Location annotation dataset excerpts

^^^^^^^^^^^^^^^^

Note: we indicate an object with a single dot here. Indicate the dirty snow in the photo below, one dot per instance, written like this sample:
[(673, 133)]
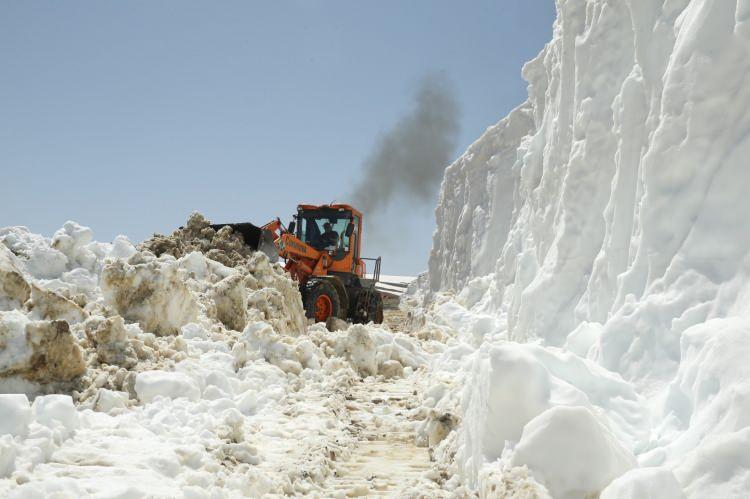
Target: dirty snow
[(127, 374), (589, 272)]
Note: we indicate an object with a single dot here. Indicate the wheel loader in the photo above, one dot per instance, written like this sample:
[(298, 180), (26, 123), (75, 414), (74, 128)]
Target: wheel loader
[(330, 269)]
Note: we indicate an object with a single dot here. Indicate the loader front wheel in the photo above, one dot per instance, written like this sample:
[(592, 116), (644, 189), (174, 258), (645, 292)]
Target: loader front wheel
[(321, 300)]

^^^^^^^^^^^^^^^^

Can you transcribe, word for word, the part of the material above that opens with the line containing "Indicate the wheel" and closes with the line containing "[(330, 269)]", with both of those lines included?

- _The response_:
Note: we indicate an object with a single dot here. Indicate the wheel loader in the photo above, one dot per instance, written like this sample:
[(298, 180), (26, 123), (75, 414), (74, 128)]
Target: wheel loader
[(330, 269)]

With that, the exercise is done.